** Détails de l'exercice **
Recopie les lignes, de celle qui contient « Where can the parked » jusqu'à la dernière incluse, en remplaçant « rope » par « cord » et sans rien modifier d'autre.

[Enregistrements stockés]

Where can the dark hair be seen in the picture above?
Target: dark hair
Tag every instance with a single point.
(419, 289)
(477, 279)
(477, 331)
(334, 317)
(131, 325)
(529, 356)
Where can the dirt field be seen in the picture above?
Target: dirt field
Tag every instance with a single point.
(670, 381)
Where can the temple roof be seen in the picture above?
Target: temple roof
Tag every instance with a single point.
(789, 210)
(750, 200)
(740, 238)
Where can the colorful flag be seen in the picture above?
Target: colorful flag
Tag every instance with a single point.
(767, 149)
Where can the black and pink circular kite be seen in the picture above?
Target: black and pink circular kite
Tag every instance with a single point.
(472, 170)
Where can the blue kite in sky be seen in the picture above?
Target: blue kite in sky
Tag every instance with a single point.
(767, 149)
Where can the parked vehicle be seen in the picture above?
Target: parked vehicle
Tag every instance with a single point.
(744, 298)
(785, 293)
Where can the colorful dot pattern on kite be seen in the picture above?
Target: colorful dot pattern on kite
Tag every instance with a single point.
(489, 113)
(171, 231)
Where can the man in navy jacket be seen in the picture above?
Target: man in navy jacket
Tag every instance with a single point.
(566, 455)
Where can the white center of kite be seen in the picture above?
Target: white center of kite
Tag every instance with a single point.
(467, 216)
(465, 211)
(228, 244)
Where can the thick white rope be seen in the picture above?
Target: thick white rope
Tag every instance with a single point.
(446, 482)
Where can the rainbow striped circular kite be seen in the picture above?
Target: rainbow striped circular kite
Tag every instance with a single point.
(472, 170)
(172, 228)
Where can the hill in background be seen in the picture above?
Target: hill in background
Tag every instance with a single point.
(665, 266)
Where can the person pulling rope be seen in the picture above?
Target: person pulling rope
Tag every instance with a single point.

** Résultat **
Where can the parked vehicle be seen in the picture above?
Target: parked vehicle
Tag every instance with a single point.
(744, 298)
(785, 293)
Where can the colorful dot pattern on kite be seen in the picture above?
Target: colorful dot pattern on kite
Tag every instance with a single point.
(489, 113)
(171, 231)
Where can the man in navy jacket be seen in the picture above?
Target: man in navy jacket
Tag every instance with a single point.
(566, 455)
Where can the white center of kite be seen in the picture above?
Target: white center of kite
Tag every instance with a single point.
(467, 216)
(465, 211)
(228, 244)
Where can the thick white cord be seen in the picture above?
Target: thick white cord
Tag every instance with a single point.
(446, 482)
Where can the rainbow striped circular kite be seen in the picture above?
Target: rainbow striped circular kite
Tag every instance with a single point.
(472, 170)
(172, 228)
Where can the hill in background be seen in the picture above?
Target: hill in background
Tag every instance with a single point.
(665, 266)
Where can the person pulling cord be seen in the picture above?
Target: person pulling cord
Tag every instance with a single point.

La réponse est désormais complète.